Information provided:

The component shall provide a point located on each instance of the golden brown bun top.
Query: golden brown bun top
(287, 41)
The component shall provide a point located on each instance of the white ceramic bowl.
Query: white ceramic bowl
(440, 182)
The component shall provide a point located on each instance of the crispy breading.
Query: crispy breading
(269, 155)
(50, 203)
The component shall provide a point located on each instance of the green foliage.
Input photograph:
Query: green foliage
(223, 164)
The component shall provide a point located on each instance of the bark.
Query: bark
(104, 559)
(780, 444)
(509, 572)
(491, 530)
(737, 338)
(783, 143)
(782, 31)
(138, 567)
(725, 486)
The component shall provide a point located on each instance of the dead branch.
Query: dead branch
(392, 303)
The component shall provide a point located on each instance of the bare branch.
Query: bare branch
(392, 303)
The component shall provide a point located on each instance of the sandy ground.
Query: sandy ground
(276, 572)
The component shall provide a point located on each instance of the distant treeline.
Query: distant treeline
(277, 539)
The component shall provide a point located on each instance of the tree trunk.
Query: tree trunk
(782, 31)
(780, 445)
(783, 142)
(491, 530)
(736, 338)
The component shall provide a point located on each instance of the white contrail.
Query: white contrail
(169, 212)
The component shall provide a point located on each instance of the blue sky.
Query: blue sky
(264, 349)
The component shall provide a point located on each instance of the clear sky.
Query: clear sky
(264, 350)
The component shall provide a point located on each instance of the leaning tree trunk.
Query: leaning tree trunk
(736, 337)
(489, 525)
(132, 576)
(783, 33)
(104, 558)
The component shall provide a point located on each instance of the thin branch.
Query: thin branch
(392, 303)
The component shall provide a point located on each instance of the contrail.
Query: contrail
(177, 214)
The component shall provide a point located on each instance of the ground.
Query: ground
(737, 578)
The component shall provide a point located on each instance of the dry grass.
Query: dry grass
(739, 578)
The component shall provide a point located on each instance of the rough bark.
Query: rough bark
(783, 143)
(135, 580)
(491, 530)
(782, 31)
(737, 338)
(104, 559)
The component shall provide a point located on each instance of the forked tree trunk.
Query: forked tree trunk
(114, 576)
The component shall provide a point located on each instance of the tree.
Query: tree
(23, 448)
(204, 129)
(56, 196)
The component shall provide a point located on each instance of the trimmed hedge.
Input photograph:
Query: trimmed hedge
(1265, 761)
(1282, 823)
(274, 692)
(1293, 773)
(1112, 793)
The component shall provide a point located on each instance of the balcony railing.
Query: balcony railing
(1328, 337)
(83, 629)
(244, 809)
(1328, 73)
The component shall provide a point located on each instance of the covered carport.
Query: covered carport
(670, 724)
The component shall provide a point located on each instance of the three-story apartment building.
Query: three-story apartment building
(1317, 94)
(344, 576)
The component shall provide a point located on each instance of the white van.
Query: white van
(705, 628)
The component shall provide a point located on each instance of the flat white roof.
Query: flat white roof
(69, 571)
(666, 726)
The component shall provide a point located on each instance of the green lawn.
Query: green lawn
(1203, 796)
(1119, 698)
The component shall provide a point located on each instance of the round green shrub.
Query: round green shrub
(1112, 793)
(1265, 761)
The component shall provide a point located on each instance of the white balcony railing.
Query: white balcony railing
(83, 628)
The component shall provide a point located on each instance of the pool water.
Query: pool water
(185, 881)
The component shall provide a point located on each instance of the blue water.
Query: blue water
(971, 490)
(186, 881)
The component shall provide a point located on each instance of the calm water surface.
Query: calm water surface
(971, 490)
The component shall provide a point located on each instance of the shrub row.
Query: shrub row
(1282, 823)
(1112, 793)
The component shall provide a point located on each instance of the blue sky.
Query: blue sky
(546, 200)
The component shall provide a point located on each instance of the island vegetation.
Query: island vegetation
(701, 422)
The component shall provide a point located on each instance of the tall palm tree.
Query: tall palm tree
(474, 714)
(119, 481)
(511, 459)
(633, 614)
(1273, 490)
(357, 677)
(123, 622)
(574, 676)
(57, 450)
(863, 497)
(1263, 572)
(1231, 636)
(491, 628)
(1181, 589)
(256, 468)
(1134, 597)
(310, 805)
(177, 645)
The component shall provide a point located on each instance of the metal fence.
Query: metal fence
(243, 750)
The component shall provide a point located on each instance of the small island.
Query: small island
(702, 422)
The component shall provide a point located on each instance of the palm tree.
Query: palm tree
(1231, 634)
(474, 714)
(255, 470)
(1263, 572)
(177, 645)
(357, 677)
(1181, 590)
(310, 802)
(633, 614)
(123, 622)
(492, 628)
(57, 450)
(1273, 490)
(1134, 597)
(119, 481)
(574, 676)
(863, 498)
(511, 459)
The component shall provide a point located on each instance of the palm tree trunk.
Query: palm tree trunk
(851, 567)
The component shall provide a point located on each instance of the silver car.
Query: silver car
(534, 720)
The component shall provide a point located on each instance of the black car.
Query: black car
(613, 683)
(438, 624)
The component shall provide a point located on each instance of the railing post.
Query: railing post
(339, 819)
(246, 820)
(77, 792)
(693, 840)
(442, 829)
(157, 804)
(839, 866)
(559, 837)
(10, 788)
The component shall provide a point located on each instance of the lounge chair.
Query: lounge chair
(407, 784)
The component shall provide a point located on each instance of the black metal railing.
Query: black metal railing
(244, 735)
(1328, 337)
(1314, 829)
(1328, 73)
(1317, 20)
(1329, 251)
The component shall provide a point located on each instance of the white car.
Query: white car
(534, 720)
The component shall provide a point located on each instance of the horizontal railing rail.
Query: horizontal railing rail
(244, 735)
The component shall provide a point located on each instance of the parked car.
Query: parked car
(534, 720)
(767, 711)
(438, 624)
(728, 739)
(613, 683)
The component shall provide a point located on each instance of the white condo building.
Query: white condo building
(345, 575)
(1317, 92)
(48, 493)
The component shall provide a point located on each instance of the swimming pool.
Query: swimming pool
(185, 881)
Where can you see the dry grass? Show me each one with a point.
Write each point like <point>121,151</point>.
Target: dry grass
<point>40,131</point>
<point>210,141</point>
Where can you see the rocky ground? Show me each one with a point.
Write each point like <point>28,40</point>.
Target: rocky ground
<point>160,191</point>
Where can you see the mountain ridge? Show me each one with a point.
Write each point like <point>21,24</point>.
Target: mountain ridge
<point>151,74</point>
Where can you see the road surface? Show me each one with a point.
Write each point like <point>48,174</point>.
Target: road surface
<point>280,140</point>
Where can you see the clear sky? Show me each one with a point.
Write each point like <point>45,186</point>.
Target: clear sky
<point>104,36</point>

Description of the task: Return all of the records above line for line, with no character changed.

Expected answer:
The component shall provide a point located on each instance of the golden brown bun top.
Query: golden brown bun top
(287, 41)
The component shall provide a point located on each instance of the white ceramic bowl.
Query: white ceramic bowl
(440, 182)
The component shall provide a point located on each instance of the crispy breading.
Query: crispy breading
(269, 155)
(50, 203)
The component shall provide a point located on each instance of the green foliage.
Input photograph:
Query: green foliage
(223, 164)
The component shall provide a point located on each instance of the bark.
Query: bark
(104, 559)
(780, 444)
(509, 572)
(491, 530)
(737, 338)
(783, 143)
(782, 31)
(138, 567)
(725, 486)
The component shall provide a point located on each instance of the dead branch.
Query: dead branch
(392, 303)
The component shall provide a point located on each instance of the bare branch.
Query: bare branch
(392, 303)
The component shall provide a point located on each instance of the sandy ground.
Query: sandy ground
(276, 572)
The component shall provide a point located on each instance of the distant treeline.
Query: distant treeline
(277, 539)
The component shall provide a point located on each instance of the tree trunk.
Query: tree trunk
(782, 31)
(780, 445)
(783, 142)
(491, 530)
(736, 338)
The component shall provide a point located on each instance of the white contrail.
Query: white contrail
(169, 212)
The component shall provide a point located on each instance of the blue sky.
Query: blue sky
(264, 349)
The component shall provide a point located on each instance of the clear sky.
Query: clear sky
(264, 350)
The component shall provide a point located on each instance of the leaning tree trunk.
Query: leaning tree trunk
(736, 337)
(489, 525)
(132, 576)
(783, 33)
(104, 558)
The component shall provide a point located on each instance of the thin branch.
Query: thin branch
(392, 303)
The component shall provide a point located on each instance of the contrail.
Query: contrail
(177, 214)
The component shall provide a point located on each instance of the ground.
Query: ground
(737, 578)
The component shall provide a point located on each instance of the dry grass.
Query: dry grass
(739, 578)
The component shall provide a point located on each instance of the rough bark.
Query: rough bark
(783, 143)
(135, 580)
(491, 530)
(782, 31)
(737, 338)
(104, 559)
The component shall provide a point located on each instance of the forked tree trunk.
Query: forked tree trunk
(114, 576)
The component shall provide a point located on each instance of the tree.
Query: tree
(23, 448)
(204, 129)
(56, 196)
The component shall provide a point located on each instance of the trimmed hedge.
Input photograph:
Query: trimmed hedge
(1265, 761)
(1282, 823)
(274, 692)
(1293, 773)
(1112, 793)
The component shall provide a point located on each instance of the balcony railing.
Query: balcony railing
(1328, 337)
(83, 629)
(244, 809)
(1328, 73)
The component shall provide a point located on each instance of the covered carport.
Query: covered carport
(670, 724)
The component shall provide a point located on each instance of the three-story apartment building.
Query: three-story apartment building
(1317, 94)
(344, 576)
The component shall provide a point located on each instance of the white van.
Query: white van
(705, 628)
The component shall provide a point located on each instance of the flat white roof.
Query: flat white roof
(69, 571)
(666, 726)
The component shall provide a point located on each instance of the green lawn.
Query: green lawn
(1203, 796)
(1119, 698)
The component shall provide a point located on each instance of the round green shrub.
Query: round green shrub
(1112, 793)
(1265, 761)
The component shall provide a point located on each instance of the white balcony railing.
Query: white balcony railing
(83, 628)
The component shall provide a point located on each instance of the pool water.
Query: pool water
(185, 881)
The component shall provide a point located on each instance of the blue water.
Query: blue water
(971, 490)
(186, 881)
The component shall provide a point located on each instance of the calm water surface.
Query: calm water surface
(971, 490)
The component shall provide a point located on each instance of the shrub row.
Query: shrub row
(1282, 823)
(1112, 793)
The component shall provide a point located on each instance of the blue sky.
Query: blue sky
(546, 200)
The component shall provide a point located on each instance of the island vegetation.
Query: island vegetation
(701, 422)
The component shall provide a point located on each instance of the tall palm tree.
Query: tall palm tree
(474, 714)
(119, 481)
(511, 459)
(633, 614)
(1273, 490)
(357, 677)
(123, 622)
(574, 676)
(57, 450)
(863, 497)
(1263, 572)
(1231, 636)
(491, 628)
(1181, 589)
(256, 468)
(1134, 597)
(310, 805)
(177, 645)
The component shall provide a point located on each instance of the metal fence.
Query: metal fence
(243, 750)
The component shall provide a point located on each instance of the small island.
Query: small island
(702, 422)
The component shall provide a point located on each instance of the palm tree.
Query: palm tree
(1231, 634)
(474, 714)
(255, 470)
(1263, 572)
(177, 645)
(357, 677)
(1181, 590)
(310, 802)
(633, 614)
(123, 622)
(492, 628)
(57, 450)
(1273, 490)
(1134, 597)
(119, 481)
(574, 676)
(863, 498)
(511, 459)
The component shall provide a point located on each instance of the palm tree trunk.
Query: palm tree trunk
(851, 567)
The component shall provide a point located on each instance of the silver car.
Query: silver car
(534, 720)
The component shall provide a point located on each instance of the black car.
Query: black car
(613, 683)
(438, 624)
The component shall provide a point located on each instance of the railing post.
Query: railing post
(339, 819)
(246, 820)
(77, 792)
(693, 840)
(442, 829)
(157, 804)
(839, 866)
(559, 837)
(10, 788)
The component shall provide a point located on each instance of the lounge chair.
Query: lounge chair
(407, 784)
The component shall provide a point located on each instance of the black metal railing.
Query: black metal railing
(244, 735)
(1328, 337)
(1314, 829)
(1328, 73)
(1317, 20)
(1329, 251)
The component shall provide a point located on each instance of the white car.
Query: white car
(534, 720)
The component shall provide a point located on each instance of the horizontal railing rail.
Query: horizontal railing rail
(244, 735)
The component shall provide a point located on each instance of the parked car.
Query: parked car
(534, 720)
(767, 711)
(438, 624)
(728, 739)
(613, 683)
The component shall provide a point located on each instance of the white condo building.
Query: white condo building
(345, 575)
(1317, 92)
(48, 493)
The component shall provide a point located on each instance of the swimming pool.
Query: swimming pool
(185, 881)
Where can you see the dry grass? Show me each one with a point.
Write each point like <point>121,151</point>.
Target: dry grass
<point>40,131</point>
<point>210,141</point>
Where can you see the rocky ground? Show me each one with a point.
Write each point like <point>28,40</point>.
Target: rocky ground
<point>160,191</point>
Where can you see the mountain ridge? Show me each one with a point.
Write each point like <point>21,24</point>.
Target: mountain ridge
<point>151,74</point>
Where can you see the road surface? Show me each one with a point.
Write each point like <point>48,174</point>.
Target: road surface
<point>280,140</point>
Where can you see the clear sky? Show me each one with a point.
Write each point like <point>45,186</point>.
Target: clear sky
<point>104,36</point>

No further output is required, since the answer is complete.